# Task list:
**a)** From the Nikon 58mm lens article, reproduce the stretch from "The 58mm has" through "at large apertures." word for word.
**b)** Write the next part of the Nikon 58mm lens article, picking up right after its last sentence.

— Start of Text —

In pictures - Nikon's large and pricey AF-S 58mm F1.4G
Oct 17, 2013 at 04:00:00 GMT
The AF-S Nikkor 58mm f/1.4G: a distinctly premium lens
The 58mm F1.4 is not designed as a mass market product. It's aimed at professionals and discerning amateurs, quite likely shooting with a full frame SLR like the 36MP D800 or the new 24MP D610. Users of DX format SLRs should find it works well as short telephoto 'portrait' lens.
[Note that these images were taken at a press event, where we didn't have control over the lighting - hence the magenta and green cast you'll see in some of these shots]
It's a sizeable beast indeed
As you can see here the 58mm F1.4 is a big lens - the D610 isn't a huge camera, but neither is it especially small, and the lens looks distinctly large on it. At 85mm / 3.3" in diameter and 70mm / 2.8" in length it's almost exactly the same size as the Sigma 50mm F1.4 EX DG HSM, although it's actually rather lighter.
Deeply recessed front element to minimize flare
The 58mm F1.4's front element is deeply recessed into the barrel, in effect giving a built-in hood to minimize flare. It comes with a bayonet-on hood too, and features Nikon's Nanocrystal coating as well. The large optical unit is designed to minimize vignetting.
Designed for wide-open image quality...
The 58mm has an unusually complex optical design, with 9 elements in 6 groups and 2 aspherical elements; in comparison the AF-S Nikkor 50mm F1.4G uses 8 elements in 7 groups but no aspherics. Nikon says that this should give, amongst other things, excellent correction for coma, i.e. the smearing of point light sources towards the corner of the frame that's usually seen at large apertures.
We can't show you images taken with the lens, but snaps we shot at F1.4 looked remarkably sharp into the corners when viewed on the back of the camera.

— End of Text —
— Start of Excerpted records —

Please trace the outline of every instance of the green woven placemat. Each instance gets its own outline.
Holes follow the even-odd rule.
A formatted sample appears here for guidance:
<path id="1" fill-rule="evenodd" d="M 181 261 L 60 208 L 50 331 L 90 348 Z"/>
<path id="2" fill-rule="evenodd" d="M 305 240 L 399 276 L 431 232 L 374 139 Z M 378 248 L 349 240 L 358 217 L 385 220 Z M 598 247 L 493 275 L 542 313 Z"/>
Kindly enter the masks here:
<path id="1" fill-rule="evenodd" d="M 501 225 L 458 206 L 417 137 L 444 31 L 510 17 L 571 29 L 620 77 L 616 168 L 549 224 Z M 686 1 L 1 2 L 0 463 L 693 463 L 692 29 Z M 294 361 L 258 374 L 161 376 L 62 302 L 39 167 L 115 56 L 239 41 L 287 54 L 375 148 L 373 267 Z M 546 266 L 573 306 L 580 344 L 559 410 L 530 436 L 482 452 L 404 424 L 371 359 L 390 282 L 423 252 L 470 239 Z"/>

— End of Excerpted records —

# Replies:
**a)**
The 58mm has an unusually complex optical design, with 9 elements in 6 groups and 2 aspherical elements; in comparison the AF-S Nikkor 50mm F1.4G uses 8 elements in 7 groups but no aspherics. Nikon says that this should give, amongst other things, excellent correction for coma, i.e. the smearing of point light sources towards the corner of the frame that's usually seen at large apertures.

**b)**
...and designed with bokeh in mind
Nikon's says the 58mm's optical design was modeled specifically taking the into account the rendition of out-of-focus areas of the picture, or 'bokeh'. It's designed to give attractively-blurred backgrounds, and smooth transitions from in-focus to out-of-focus regions. Here you can see the 9-bladed diaphragm which has curved blades to give a circular aperture. Again, our quick snaps at the launch event looked pretty promising in this regard.
AF-S motor for silent AF
The 58mm F1.8 uses a 'Silent Wave' autofocus motor, which pretty much lives up to its name. Fast primes are rarely super-quick at focusing, but the 58mm seems fast enough, aided perhaps by its rear focus design. The M/A position of the focus mode switch allows manual adjustment after autofocus.
But oh, the price!
The thing is though, you just can't ignore the price. At $1699.95 / £1599.99, its price isn't radically different from the D610 body, meaning this lens is only for those who really know why they want it. In context, the AF-S 50mm F1.4 G sells for around $440 / £290 right now, and when we reviewed it a few years ago we found it to be very good indeed. We've no doubt the 58mm F1.4 will be better, but even so...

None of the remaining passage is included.